Short exercise
Show each line of the entries below that contains the word "backpack", copying every such line in full.

Dataset records

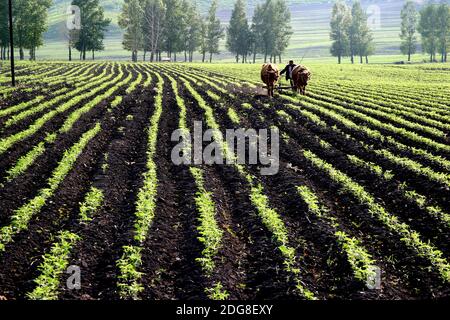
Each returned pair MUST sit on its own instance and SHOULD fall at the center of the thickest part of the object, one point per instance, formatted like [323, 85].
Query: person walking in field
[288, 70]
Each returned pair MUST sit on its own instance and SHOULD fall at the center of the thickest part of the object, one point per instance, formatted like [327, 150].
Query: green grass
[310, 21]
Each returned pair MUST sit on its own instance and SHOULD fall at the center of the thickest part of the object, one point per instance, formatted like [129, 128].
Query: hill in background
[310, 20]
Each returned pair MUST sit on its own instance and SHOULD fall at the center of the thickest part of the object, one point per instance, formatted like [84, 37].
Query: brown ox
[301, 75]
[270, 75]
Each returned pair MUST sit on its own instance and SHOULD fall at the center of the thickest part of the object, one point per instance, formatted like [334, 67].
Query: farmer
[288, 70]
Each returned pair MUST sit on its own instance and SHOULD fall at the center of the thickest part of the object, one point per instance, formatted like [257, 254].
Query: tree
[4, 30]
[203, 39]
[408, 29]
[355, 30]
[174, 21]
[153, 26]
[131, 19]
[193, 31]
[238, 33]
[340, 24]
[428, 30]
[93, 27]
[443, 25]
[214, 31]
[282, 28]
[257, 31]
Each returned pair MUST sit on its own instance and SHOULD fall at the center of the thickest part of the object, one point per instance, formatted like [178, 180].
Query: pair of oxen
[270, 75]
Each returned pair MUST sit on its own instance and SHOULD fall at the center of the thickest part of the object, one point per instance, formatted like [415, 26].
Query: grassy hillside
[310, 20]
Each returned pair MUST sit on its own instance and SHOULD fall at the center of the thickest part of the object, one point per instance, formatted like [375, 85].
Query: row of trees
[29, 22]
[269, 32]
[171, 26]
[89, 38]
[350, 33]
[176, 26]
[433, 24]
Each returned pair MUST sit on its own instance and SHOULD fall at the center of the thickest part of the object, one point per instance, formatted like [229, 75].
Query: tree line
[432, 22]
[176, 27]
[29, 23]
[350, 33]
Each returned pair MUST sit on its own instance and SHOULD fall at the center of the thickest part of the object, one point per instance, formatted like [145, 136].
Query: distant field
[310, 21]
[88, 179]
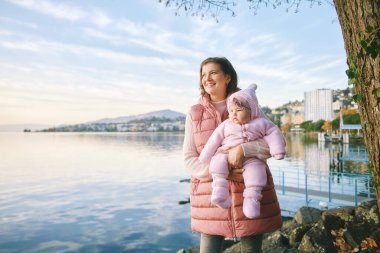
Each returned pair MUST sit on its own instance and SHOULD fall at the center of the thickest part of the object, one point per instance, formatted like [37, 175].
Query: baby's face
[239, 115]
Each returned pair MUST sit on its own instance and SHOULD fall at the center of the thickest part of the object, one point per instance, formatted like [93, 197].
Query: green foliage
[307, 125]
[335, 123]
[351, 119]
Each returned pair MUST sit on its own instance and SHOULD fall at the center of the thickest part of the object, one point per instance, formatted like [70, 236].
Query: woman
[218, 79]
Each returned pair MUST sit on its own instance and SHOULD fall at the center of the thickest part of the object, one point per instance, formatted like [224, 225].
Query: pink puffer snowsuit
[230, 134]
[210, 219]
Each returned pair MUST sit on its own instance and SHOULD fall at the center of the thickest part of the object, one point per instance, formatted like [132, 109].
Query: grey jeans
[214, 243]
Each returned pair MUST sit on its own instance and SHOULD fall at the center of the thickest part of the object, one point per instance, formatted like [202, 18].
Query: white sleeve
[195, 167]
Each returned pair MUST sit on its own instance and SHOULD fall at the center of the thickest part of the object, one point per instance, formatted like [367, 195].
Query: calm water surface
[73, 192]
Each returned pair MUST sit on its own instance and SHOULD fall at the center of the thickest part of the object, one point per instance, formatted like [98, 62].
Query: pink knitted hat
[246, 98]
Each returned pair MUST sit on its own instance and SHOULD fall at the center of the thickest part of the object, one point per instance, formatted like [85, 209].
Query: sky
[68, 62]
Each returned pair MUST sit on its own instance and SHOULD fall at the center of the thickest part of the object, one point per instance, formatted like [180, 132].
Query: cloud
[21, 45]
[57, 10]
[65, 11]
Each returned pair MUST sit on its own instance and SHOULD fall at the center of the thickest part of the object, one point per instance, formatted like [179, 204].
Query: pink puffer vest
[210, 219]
...
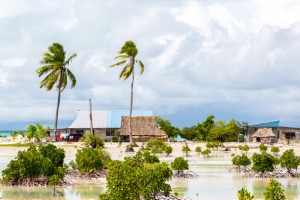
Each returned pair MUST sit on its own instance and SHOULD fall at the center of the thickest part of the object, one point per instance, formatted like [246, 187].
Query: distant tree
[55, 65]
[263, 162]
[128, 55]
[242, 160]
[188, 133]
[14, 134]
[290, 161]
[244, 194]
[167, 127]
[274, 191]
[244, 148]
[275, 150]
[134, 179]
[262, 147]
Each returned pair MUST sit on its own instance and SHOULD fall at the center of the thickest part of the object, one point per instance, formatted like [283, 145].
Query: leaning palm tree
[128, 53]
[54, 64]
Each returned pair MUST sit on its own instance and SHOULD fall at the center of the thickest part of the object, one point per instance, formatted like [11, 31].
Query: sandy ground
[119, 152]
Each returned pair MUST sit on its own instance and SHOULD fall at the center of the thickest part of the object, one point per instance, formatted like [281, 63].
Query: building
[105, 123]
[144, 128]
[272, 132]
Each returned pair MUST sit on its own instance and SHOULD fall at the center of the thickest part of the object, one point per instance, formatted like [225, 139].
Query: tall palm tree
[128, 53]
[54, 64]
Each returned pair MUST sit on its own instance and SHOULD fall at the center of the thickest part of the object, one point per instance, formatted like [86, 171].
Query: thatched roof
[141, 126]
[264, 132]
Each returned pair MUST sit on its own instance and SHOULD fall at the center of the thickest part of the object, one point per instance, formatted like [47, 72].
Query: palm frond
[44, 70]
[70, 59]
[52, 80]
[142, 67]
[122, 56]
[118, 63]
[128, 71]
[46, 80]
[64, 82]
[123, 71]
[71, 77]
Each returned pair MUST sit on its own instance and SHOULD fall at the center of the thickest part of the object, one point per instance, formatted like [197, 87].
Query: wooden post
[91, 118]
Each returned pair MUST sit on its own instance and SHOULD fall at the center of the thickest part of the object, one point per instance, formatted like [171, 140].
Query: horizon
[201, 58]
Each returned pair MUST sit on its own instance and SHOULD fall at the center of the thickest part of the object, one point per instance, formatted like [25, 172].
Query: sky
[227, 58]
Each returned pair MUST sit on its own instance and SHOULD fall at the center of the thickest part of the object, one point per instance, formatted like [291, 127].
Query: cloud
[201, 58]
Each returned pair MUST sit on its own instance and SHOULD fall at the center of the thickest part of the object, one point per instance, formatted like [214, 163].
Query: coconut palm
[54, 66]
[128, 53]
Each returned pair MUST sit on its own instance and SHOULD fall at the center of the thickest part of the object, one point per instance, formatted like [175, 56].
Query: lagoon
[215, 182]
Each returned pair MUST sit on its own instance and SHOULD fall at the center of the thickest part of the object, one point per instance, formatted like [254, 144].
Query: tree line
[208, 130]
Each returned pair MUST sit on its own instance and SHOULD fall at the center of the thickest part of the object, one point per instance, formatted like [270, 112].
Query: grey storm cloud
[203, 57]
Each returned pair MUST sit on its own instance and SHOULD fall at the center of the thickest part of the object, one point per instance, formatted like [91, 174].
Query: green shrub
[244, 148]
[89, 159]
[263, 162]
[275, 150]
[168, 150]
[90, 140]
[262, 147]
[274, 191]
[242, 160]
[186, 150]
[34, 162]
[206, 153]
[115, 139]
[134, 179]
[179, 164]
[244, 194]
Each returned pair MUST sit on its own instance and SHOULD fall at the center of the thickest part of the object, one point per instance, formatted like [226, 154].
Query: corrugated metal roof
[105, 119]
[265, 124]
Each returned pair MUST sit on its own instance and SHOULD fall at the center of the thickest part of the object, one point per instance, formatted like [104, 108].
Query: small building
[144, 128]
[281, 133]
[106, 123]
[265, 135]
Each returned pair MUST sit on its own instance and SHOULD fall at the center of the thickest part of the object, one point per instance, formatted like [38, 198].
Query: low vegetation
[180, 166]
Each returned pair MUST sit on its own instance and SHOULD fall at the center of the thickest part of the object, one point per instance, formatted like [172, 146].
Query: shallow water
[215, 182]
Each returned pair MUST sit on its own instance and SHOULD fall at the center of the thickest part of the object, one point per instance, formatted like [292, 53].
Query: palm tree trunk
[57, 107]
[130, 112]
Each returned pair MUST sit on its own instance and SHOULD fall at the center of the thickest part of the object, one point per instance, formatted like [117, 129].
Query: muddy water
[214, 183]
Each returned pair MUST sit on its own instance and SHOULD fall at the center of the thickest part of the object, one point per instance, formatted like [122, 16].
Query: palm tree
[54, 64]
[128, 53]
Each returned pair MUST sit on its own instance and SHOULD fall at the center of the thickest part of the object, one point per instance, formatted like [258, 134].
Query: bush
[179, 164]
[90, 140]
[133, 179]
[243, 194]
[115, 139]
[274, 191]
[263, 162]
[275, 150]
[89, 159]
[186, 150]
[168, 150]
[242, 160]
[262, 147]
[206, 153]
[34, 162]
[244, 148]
---
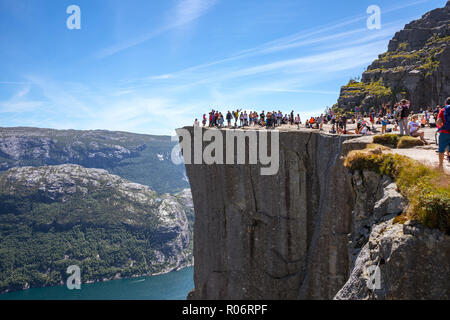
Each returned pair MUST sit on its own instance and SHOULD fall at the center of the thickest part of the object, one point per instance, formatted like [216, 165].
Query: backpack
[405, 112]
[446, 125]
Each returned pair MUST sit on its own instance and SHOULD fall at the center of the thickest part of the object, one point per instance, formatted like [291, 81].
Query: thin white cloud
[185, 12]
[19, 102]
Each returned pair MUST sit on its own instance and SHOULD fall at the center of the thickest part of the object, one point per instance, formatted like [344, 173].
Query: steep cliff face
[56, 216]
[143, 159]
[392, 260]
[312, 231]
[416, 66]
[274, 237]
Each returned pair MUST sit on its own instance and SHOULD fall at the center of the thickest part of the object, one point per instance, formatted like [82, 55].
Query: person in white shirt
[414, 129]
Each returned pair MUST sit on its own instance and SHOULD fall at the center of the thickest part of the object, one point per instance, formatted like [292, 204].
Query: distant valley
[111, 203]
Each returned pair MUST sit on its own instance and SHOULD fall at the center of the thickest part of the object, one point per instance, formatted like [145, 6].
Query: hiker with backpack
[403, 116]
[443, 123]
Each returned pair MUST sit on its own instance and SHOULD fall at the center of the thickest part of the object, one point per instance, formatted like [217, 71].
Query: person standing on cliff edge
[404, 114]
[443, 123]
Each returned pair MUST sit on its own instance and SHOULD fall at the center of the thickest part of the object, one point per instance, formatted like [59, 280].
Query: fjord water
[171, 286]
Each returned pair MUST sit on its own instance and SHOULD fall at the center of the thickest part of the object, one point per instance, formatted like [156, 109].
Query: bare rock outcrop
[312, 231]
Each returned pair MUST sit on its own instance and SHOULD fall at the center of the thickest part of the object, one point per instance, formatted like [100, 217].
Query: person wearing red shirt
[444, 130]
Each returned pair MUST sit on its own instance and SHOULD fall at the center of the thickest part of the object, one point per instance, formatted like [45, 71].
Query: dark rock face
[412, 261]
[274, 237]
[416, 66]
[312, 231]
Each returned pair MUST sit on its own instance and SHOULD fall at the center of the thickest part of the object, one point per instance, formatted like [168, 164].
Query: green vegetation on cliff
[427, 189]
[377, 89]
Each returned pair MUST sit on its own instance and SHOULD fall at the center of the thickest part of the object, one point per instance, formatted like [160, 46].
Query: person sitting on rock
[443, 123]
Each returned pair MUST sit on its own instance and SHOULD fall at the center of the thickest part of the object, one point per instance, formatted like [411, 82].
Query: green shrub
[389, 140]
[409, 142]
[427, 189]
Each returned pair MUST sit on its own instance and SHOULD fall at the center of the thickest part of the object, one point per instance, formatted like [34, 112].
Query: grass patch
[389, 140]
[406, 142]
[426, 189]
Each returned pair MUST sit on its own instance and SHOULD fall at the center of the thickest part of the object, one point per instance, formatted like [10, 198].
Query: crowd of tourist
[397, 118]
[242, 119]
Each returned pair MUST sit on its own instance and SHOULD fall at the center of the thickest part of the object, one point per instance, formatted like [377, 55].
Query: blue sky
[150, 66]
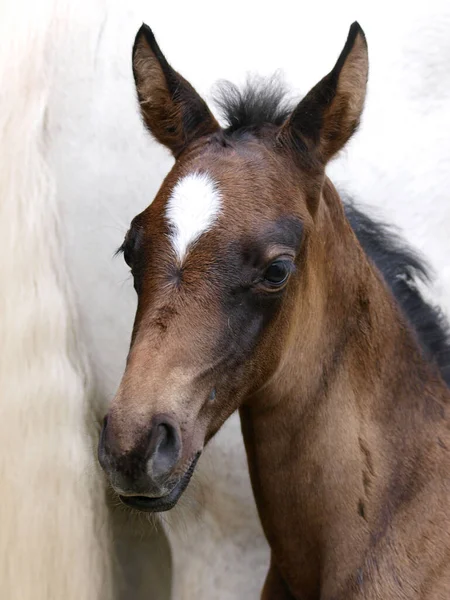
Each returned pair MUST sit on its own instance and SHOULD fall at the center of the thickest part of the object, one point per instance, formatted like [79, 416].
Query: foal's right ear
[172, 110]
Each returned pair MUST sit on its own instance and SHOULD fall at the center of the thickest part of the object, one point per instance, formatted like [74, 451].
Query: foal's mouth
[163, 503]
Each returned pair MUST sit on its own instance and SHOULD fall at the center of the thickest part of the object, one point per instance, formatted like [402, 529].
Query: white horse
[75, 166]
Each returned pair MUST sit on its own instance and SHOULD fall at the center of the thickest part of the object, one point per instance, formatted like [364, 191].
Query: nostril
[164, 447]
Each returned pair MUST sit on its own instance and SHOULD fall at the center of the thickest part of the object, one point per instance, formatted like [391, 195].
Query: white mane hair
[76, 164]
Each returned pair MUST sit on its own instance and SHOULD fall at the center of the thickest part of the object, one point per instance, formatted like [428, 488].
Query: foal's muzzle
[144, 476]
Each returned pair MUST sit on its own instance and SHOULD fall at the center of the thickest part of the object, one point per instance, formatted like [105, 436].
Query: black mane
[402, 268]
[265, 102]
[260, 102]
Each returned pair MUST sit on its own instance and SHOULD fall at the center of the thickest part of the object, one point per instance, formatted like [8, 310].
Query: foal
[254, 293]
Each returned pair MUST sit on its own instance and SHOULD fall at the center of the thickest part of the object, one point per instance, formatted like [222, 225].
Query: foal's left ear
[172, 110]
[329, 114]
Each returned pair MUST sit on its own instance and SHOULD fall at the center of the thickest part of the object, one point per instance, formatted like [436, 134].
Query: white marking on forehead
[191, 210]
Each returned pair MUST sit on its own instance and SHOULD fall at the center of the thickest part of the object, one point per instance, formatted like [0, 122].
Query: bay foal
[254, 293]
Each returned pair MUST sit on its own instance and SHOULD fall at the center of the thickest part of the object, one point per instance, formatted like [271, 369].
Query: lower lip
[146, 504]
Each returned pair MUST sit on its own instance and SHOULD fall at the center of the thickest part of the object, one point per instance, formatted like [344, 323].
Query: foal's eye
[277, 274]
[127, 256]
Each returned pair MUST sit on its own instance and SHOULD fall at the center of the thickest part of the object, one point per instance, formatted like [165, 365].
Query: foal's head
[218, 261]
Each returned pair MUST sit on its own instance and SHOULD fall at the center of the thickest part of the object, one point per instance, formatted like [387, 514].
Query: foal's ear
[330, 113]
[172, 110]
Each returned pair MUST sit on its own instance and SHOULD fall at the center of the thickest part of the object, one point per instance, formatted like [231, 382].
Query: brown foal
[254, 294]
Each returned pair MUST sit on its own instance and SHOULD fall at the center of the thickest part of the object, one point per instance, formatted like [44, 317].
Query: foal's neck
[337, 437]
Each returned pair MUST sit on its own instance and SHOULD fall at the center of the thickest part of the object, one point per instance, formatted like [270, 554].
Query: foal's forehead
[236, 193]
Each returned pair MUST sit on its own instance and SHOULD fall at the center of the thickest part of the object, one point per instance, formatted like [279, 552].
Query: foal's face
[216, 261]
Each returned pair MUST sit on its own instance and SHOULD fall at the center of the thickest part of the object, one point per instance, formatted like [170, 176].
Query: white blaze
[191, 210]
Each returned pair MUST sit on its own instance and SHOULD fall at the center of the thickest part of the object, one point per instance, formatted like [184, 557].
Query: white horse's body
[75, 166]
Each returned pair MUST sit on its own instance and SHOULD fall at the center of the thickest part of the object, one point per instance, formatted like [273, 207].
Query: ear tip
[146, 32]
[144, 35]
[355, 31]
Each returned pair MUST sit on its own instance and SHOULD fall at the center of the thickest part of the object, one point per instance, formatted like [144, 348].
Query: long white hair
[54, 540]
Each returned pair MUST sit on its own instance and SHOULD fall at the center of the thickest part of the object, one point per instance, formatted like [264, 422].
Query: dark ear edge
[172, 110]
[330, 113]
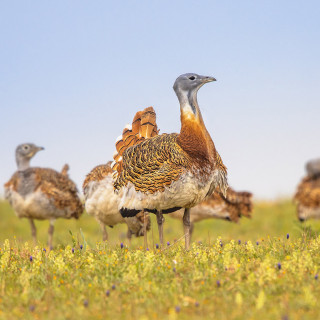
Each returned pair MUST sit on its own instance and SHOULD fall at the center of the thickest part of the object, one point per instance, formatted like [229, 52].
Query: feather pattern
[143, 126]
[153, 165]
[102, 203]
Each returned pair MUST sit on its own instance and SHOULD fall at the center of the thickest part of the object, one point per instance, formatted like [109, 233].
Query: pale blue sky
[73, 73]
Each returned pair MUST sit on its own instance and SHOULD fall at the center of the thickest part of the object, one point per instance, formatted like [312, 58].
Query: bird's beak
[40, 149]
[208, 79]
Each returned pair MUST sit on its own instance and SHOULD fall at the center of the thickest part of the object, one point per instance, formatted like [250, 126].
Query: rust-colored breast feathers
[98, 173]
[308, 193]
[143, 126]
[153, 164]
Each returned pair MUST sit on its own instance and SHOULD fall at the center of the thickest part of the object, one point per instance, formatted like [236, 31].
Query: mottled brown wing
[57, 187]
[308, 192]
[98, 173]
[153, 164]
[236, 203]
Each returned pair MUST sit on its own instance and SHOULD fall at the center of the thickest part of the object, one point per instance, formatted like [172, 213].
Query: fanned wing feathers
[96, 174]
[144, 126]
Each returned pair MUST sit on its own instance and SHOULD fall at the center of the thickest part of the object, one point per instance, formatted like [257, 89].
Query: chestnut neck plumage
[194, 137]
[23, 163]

The result
Query: backpack
Query: hiker with backpack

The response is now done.